Okuma metni:
══════════
Sinop’ta ürken balıklar yahut CHP ve ciddiyet

  • GİRİŞ04.09.2025 08:43
  • GÜNCELLEME04.09.2025 08:43

CHP, “kurucu parti”, “Atatürk’ün koltuğu” söylemi üzerinden siyasal meşruiyet devşirmeye çalışırken, hem söylem düzeyinde hem de yerel yönetim pratiğinde sergilediği örneklerle ciddi bir güven bunalımı üretmektedir.

Bu bunalımın en görünür biçimleri, son dönemde iki farklı düzlemde kendini göstermektedir: Birincisi, CHP’li belediyelerde peş peşe gündeme gelen yolsuzluk, ihmal ve kötü yönetim örnekleri, ikincisi ise bunu kapatmak için tercih ettikleri yolların ve iktidarı eleştirmeye kalkıştıkları argümanların zavallılığı…

Malum, yolsuzluklarla ve yozlaşma ile malul oldukları için ülkenin dört bir yanında gündemi perdeleme mitingleri yapıyorlar. Buralarda da Genel Başkan Özgür Özel, akıllara seza açıklamalarda bulunuyor. Anadolu tabiriyle aklının dibini gösteriyor… En son taktıkları konu savunma sanayii oldu…

Türkiye, son yirmi yılda savunma sanayii alanında kaydettiği ilerlemelerle uluslararası ölçekte dikkat çeken bir konuma gelmiştir. İnsansız hava araçları (SİHA’lar), deniz platformları, roket ve füze sistemleri, elektronik harp teknolojileri ve millî radar sistemleri, yalnızca güvenlik alanında değil, aynı zamanda Türkiye’nin dış politika kapasitesini de güçlendiren bir kaldıraç işlevi görmektedir.

Dünyanın birçok ülkesi Türk SİHA’larını satın almak için sıraya girerken, NATO tatbikatlarında Türk mühendisliğinin ürünü sistemler övgüyle anılırken, Türkiye’nin teknoloji ihracatı giderek artarken; CHP Genel Başkanı Özgür Özel’in Sinop’ta dile getirdiği “füze testlerinden balıkların ürkmesi” gibi ifadeler, siyasetin ciddiyetini aşındıran bir tablo ortaya koymaktadır.

Çevresel kaygılar elbette değerlidir; ancak bu kaygıların akıldan, bilimden, siyasetten, dünyadan, coğrafyadan, gelişmelerden kopuk, karikatürize edilmiş ifadelerle dile getirilmesi, aslında CHP’nin savunma sanayiine karşı köklü mesafesinin sıradan bir yansımasıdır.
══════════
Veri satırları:
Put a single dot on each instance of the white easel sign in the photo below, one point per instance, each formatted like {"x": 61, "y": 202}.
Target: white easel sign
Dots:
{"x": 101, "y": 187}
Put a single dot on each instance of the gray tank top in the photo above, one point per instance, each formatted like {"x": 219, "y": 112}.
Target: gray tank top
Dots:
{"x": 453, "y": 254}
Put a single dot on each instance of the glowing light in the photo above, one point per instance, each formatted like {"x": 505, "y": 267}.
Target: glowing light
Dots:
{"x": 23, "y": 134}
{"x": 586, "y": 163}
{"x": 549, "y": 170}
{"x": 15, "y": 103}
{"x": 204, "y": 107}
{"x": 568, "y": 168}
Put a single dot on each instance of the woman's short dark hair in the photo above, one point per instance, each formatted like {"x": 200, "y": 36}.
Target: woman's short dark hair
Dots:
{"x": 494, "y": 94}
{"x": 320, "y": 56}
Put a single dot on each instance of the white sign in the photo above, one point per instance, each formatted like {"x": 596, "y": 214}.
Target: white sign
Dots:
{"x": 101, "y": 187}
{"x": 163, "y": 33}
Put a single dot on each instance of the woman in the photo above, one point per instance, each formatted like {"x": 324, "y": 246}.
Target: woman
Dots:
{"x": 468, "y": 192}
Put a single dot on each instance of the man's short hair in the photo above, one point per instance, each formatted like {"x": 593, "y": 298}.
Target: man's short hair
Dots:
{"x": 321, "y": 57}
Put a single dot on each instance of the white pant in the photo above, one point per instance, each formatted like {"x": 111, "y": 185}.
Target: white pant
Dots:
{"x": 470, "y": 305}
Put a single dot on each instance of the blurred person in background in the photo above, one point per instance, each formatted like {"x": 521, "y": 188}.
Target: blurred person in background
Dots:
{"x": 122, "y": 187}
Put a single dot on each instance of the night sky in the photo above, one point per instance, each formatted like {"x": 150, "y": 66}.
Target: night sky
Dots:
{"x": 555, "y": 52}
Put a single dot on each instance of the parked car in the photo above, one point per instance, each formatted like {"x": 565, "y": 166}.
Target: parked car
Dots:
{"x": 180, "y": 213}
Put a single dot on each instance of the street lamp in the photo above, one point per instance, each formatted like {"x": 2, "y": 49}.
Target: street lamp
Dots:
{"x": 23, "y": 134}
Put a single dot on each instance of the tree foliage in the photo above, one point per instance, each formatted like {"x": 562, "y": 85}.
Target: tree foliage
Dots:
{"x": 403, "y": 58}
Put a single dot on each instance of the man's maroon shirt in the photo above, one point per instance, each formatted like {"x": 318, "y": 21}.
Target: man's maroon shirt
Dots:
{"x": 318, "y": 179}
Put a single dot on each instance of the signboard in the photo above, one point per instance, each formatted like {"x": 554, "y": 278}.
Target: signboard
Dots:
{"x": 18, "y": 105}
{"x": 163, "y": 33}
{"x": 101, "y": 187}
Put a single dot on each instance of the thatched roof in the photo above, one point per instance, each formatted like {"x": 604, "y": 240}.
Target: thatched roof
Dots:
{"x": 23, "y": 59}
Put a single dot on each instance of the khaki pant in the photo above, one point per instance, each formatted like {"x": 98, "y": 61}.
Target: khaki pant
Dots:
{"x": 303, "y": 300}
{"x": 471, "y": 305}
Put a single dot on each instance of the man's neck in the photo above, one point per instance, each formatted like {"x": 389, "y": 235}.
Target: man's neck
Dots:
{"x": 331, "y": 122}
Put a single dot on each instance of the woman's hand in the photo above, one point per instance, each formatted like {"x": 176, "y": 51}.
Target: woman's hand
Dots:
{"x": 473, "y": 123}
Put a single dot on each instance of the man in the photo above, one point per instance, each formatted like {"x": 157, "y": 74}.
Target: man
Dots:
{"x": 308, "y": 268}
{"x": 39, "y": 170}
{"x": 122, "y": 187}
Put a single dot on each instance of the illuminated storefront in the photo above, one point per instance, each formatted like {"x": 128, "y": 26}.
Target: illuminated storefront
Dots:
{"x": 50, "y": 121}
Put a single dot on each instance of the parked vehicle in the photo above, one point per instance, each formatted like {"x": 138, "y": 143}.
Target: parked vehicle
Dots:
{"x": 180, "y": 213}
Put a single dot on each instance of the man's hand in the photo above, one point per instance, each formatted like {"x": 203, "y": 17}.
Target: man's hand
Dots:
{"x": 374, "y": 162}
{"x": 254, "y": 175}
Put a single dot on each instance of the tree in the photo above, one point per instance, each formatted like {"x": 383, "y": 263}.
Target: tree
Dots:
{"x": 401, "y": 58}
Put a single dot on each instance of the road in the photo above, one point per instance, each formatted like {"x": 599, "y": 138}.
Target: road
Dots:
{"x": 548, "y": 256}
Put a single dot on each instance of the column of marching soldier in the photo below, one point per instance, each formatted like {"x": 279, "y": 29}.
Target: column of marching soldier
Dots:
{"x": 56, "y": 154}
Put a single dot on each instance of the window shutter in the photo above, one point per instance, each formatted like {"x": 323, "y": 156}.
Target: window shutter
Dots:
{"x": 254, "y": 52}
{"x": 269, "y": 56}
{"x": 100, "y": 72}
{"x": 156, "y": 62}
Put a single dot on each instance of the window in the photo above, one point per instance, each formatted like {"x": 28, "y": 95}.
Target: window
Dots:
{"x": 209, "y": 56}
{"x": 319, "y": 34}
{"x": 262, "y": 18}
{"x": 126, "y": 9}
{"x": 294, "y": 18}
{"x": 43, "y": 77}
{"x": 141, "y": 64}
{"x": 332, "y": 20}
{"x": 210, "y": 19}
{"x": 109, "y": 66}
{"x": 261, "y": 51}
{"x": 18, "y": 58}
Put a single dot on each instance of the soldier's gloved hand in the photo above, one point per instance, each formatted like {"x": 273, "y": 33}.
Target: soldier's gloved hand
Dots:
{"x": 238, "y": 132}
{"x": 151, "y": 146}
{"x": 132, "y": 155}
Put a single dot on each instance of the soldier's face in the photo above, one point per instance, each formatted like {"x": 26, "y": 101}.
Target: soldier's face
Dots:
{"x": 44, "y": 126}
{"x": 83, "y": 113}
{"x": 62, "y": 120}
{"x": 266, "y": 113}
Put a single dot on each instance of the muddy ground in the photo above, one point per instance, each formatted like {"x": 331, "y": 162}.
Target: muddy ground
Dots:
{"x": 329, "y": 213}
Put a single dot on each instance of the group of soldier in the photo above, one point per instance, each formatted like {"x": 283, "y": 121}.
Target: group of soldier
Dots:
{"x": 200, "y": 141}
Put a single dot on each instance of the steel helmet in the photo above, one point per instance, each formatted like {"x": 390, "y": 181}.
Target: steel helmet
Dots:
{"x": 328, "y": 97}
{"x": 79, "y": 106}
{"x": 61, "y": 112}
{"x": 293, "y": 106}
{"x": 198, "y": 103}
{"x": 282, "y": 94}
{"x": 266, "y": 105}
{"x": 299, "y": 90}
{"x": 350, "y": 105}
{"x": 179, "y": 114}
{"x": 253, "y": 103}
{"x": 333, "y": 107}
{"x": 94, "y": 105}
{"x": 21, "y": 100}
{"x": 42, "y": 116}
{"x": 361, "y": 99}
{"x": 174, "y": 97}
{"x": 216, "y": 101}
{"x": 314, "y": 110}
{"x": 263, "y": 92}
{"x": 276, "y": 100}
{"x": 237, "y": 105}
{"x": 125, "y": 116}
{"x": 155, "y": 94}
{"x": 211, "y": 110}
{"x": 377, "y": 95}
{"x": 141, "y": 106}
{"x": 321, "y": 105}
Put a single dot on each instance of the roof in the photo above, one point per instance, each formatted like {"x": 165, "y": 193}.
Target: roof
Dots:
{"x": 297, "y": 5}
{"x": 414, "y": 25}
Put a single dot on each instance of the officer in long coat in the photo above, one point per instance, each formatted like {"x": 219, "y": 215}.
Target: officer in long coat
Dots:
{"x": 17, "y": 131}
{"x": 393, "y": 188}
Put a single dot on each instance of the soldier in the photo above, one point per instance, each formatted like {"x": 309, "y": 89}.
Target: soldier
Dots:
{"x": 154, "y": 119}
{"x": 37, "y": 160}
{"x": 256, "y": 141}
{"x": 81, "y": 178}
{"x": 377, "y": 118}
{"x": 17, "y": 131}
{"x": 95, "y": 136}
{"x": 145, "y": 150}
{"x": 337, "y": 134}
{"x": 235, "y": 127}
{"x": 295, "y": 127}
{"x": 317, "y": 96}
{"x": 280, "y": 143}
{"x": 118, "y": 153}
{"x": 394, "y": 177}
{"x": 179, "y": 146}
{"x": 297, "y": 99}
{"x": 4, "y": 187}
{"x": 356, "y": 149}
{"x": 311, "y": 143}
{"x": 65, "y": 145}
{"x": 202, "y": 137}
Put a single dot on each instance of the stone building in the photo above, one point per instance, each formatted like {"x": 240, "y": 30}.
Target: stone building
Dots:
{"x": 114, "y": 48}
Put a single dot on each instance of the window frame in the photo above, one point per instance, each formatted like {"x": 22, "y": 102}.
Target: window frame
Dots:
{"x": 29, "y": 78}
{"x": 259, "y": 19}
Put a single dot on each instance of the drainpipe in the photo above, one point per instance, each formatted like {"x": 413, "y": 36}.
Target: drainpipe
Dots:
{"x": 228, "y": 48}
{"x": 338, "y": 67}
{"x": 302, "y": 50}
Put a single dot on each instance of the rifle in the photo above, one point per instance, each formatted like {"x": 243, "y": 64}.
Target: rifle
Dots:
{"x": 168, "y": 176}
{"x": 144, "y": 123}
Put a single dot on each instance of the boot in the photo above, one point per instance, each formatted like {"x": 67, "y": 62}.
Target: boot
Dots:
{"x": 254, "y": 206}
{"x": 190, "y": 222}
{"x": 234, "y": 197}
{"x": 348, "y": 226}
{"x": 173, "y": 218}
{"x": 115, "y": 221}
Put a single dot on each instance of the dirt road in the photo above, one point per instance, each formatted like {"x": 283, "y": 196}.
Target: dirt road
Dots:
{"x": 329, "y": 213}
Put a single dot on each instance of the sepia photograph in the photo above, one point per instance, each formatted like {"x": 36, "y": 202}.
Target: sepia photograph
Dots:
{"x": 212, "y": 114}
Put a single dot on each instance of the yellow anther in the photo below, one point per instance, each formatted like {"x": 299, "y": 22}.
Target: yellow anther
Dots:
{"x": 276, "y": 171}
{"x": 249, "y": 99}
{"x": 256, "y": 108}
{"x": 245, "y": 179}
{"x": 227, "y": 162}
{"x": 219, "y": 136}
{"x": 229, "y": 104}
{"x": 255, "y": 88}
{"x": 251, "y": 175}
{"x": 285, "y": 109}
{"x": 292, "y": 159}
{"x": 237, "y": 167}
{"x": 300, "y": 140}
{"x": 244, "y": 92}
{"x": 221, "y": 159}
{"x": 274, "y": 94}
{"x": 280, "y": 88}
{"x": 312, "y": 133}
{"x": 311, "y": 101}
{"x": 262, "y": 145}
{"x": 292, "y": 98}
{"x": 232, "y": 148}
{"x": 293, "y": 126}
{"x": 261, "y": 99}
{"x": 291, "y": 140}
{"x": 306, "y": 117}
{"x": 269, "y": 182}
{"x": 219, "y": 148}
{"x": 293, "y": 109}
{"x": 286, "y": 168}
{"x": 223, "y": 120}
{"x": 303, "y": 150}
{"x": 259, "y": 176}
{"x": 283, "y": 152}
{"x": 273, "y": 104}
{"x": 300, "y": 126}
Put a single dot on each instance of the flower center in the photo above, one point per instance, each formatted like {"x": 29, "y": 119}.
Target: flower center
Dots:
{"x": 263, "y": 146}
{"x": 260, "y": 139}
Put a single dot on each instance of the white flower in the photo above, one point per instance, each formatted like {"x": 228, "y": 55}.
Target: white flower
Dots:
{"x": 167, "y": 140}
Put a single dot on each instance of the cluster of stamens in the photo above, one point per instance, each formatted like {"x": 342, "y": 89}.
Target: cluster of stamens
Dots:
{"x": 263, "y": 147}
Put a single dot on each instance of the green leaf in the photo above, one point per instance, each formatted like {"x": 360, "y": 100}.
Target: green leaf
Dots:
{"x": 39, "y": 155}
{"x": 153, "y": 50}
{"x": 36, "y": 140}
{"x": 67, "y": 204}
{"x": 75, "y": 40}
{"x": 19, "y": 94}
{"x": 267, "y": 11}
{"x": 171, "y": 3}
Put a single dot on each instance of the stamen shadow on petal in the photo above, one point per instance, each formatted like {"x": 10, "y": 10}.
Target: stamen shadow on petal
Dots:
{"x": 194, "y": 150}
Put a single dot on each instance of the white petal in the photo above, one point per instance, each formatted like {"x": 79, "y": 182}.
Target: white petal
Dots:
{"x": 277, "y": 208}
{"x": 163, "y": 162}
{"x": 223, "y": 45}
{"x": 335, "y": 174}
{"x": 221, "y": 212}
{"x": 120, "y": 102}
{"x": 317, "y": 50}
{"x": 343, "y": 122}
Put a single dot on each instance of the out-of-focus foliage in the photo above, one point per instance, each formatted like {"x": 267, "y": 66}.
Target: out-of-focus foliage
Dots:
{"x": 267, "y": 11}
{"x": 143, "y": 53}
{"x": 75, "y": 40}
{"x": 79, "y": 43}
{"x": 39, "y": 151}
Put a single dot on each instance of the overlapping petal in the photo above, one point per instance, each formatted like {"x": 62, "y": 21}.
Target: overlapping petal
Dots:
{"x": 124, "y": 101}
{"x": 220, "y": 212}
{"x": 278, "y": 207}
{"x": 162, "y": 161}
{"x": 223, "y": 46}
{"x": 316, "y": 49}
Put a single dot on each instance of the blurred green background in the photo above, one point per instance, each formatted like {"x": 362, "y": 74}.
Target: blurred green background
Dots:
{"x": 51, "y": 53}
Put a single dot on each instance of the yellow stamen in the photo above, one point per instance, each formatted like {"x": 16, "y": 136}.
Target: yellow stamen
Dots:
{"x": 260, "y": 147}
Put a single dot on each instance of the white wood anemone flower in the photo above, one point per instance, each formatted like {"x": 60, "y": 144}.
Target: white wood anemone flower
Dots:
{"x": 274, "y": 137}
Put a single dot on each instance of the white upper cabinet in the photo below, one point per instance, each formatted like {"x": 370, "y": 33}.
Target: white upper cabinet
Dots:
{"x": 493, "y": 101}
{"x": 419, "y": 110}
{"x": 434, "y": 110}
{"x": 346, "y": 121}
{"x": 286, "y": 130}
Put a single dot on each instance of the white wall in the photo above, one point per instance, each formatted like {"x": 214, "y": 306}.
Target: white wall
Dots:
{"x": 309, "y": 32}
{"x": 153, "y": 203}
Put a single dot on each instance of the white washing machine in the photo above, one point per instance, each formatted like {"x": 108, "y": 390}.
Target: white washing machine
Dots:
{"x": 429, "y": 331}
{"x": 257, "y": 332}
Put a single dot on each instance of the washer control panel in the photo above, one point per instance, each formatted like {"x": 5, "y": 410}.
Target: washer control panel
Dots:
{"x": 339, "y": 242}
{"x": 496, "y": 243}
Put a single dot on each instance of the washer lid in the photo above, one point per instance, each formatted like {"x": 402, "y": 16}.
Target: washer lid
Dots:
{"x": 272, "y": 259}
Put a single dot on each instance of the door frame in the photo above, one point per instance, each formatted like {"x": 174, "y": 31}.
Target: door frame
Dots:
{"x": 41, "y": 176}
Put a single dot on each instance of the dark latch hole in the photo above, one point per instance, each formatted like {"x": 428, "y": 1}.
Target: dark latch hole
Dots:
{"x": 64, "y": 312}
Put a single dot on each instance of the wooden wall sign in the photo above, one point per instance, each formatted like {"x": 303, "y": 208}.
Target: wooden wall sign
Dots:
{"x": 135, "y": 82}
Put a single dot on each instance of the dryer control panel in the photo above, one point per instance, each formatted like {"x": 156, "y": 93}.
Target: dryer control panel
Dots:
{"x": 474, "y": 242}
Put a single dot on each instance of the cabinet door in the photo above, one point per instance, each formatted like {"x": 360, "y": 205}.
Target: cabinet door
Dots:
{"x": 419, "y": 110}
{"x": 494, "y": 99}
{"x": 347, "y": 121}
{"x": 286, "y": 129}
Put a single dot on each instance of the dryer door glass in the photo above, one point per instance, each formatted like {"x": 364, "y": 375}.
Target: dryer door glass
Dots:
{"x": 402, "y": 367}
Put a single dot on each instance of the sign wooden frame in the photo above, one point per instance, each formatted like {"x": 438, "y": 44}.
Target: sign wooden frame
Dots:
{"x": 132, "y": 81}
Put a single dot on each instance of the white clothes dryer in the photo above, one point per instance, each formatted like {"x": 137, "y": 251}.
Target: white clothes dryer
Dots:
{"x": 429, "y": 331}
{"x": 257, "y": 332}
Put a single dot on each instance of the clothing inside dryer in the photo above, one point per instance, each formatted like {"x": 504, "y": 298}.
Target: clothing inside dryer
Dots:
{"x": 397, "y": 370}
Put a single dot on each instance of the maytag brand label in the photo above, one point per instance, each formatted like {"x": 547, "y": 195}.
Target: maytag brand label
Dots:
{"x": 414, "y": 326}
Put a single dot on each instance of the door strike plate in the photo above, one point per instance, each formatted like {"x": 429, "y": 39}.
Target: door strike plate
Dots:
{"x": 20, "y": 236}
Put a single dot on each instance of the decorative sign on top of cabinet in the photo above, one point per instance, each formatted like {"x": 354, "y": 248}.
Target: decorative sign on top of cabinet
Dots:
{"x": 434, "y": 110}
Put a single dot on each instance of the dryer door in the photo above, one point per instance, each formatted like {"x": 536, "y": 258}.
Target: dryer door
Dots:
══════════
Verilen görev 1:
Okuma metnine göre:
(a) Özgür Özel "füze testlerinden balıkların ürkmesi" sözlerini nerede dile getirdi?
(b) Türkiye savunma sanayiindeki ilerlemeleri hangi süre içinde kaydetti?
(c) Mitinglerde en son taktıkları konu hangisi oldu?
Verilen görev 2:
Okuma metninde "Malum, yolsuzluklarla ve" ile başlayan ve "kaldıraç işlevi görmektedir." ile biten kısmı, bu iki ifade de dahil olmak üzere aynen tekrarlayın.
Verilen görev 3:
Aşağıdaki ifadeler okuma metniyle uyuşuyor mu? Her biri için evet ya da hayır deyin ve karar veren sözleri metinden aynen alıntılayın.
(a) Çevresel kaygılar değersizdir.
(b) NATO tatbikatlarında Türk sistemleri övgüyle anılmaktadır.
(c) SİHA'lar ve diğer sistemler yalnızca güvenlik alanında işlev görmektedir.

Yazılı yanıt 1:
(a) Sinop'ta.
(b) Son yirmi yılda.
(c) Savunma sanayii.

Yazılı yanıt 2:
Malum, yolsuzluklarla ve yozlaşma ile malul oldukları için ülkenin dört bir yanında gündemi perdeleme mitingleri yapıyorlar. Buralarda da Genel Başkan Özgür Özel, akıllara seza açıklamalarda bulunuyor. Anadolu tabiriyle aklının dibini gösteriyor… En son taktıkları konu savunma sanayii oldu…

Türkiye, son yirmi yılda savunma sanayii alanında kaydettiği ilerlemelerle uluslararası ölçekte dikkat çeken bir konuma gelmiştir. İnsansız hava araçları (SİHA’lar), deniz platformları, roket ve füze sistemleri, elektronik harp teknolojileri ve millî radar sistemleri, yalnızca güvenlik alanında değil, aynı zamanda Türkiye’nin dış politika kapasitesini de güçlendiren bir kaldıraç işlevi görmektedir.

Yazılı yanıt 3:
(a) Hayır: "Çevresel kaygılar elbette değerlidir"
(b) Evet: "NATO tatbikatlarında Türk mühendisliğinin ürünü sistemler övgüyle anılırken"
(c) Hayır: "yalnızca güvenlik alanında değil, aynı zamanda Türkiye’nin dış politika kapasitesini de güçlendiren bir kaldıraç işlevi görmektedir"